Provide again, from the entries below, every line from the one containing "Spot the chair" through the one containing "Query: side table", exactly as written, and no other line.

═══ Given entries

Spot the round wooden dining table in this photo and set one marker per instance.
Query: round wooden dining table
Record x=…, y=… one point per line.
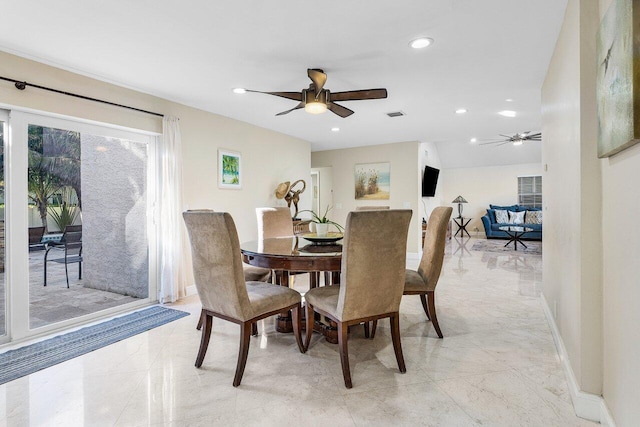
x=291, y=255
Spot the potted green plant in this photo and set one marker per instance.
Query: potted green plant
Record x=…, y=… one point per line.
x=322, y=222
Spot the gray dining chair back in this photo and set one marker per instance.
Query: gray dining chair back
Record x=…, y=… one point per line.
x=373, y=263
x=371, y=280
x=223, y=291
x=217, y=264
x=434, y=242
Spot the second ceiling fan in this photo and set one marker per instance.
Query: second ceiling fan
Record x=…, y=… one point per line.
x=516, y=139
x=316, y=99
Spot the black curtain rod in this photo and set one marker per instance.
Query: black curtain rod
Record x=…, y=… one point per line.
x=23, y=85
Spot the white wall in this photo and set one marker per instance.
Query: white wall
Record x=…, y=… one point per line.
x=405, y=181
x=268, y=158
x=592, y=273
x=621, y=282
x=482, y=186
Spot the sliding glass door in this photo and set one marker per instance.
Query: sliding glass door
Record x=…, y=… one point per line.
x=82, y=196
x=3, y=288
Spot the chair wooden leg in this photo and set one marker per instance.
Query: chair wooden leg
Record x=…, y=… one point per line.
x=423, y=299
x=204, y=341
x=297, y=329
x=374, y=326
x=66, y=272
x=344, y=354
x=309, y=326
x=397, y=345
x=432, y=311
x=245, y=335
x=200, y=320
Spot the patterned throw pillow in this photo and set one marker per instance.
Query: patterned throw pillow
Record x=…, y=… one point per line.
x=502, y=217
x=533, y=217
x=516, y=217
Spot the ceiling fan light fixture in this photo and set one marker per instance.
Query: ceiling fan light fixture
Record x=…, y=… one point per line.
x=421, y=42
x=315, y=107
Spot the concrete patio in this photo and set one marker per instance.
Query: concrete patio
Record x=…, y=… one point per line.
x=55, y=303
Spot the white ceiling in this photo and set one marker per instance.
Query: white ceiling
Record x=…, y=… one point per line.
x=194, y=52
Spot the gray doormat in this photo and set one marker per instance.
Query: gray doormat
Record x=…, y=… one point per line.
x=32, y=358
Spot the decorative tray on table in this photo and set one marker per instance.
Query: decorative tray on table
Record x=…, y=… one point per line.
x=329, y=239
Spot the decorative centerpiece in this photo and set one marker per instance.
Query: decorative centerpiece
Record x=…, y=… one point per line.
x=288, y=192
x=322, y=224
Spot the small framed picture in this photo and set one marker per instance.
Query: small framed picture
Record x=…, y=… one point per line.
x=229, y=169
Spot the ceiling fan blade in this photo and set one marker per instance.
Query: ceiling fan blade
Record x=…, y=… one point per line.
x=356, y=95
x=318, y=77
x=339, y=109
x=301, y=105
x=493, y=142
x=296, y=96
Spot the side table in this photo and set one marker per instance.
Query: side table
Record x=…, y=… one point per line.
x=462, y=223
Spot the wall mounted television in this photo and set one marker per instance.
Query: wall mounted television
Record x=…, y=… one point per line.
x=429, y=181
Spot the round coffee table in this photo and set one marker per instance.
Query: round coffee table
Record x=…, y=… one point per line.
x=515, y=234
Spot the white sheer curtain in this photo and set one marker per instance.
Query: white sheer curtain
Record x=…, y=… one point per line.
x=172, y=264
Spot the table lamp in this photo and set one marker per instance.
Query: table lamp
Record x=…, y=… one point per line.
x=459, y=200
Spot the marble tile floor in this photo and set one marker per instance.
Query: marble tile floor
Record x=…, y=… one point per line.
x=55, y=302
x=497, y=365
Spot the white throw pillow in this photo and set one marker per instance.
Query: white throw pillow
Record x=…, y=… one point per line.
x=533, y=217
x=516, y=217
x=502, y=217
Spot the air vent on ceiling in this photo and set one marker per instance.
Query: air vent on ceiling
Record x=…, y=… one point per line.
x=396, y=114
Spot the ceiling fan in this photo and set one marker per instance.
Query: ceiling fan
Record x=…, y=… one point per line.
x=316, y=99
x=516, y=139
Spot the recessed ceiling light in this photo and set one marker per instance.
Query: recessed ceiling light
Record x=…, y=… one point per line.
x=420, y=43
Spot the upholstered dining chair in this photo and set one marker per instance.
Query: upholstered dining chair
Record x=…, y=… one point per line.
x=423, y=282
x=251, y=274
x=217, y=269
x=275, y=222
x=371, y=279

══════

→ Answer to the problem:
Spot the chair wooden leg in this photo and set one marker per instance.
Query: chair wooden leg
Record x=…, y=… one point per line.
x=423, y=299
x=204, y=341
x=297, y=329
x=374, y=326
x=66, y=272
x=344, y=354
x=309, y=326
x=397, y=345
x=432, y=311
x=245, y=335
x=200, y=320
Spot the patterned throw pillow in this photo and set one marker per instance.
Query: patterned throw pillow
Record x=…, y=… one point per line.
x=502, y=217
x=533, y=217
x=516, y=217
Spot the ceiling fan light fixture in this photo and set one marker per instance.
Query: ceiling fan light fixture
Record x=…, y=… one point per line.
x=421, y=42
x=315, y=107
Spot the concrete patio in this photo and set one marker per instance.
Query: concrete patio
Record x=…, y=… one point per line.
x=55, y=303
Spot the white ceiling in this photo and set one marker per instance.
Query: white ceiling
Record x=…, y=… one point per line.
x=194, y=52
Spot the gray doormat in this photo and set one marker per instance.
Query: gray doormat
Record x=…, y=… one point per line.
x=32, y=358
Spot the decorative tray on table in this photo and set one marker per instance.
Query: decorative tray on table
Record x=…, y=… one point per line.
x=329, y=239
Spot the decorative centerpiece in this photo and set one marker per instance.
Query: decorative centerpiece
Record x=…, y=… one point per line.
x=288, y=192
x=322, y=224
Spot the small framed picture in this photo and set one marker per instance.
Query: small framed picture
Record x=…, y=… one point per line.
x=229, y=169
Spot the ceiling fan blade in this photo and set one marker per instance.
Query: ceiling fan blade
Record x=…, y=… one point per line.
x=356, y=95
x=318, y=77
x=339, y=109
x=301, y=105
x=493, y=142
x=296, y=96
Spot the side table in this photo and set one marker per instance.
Query: side table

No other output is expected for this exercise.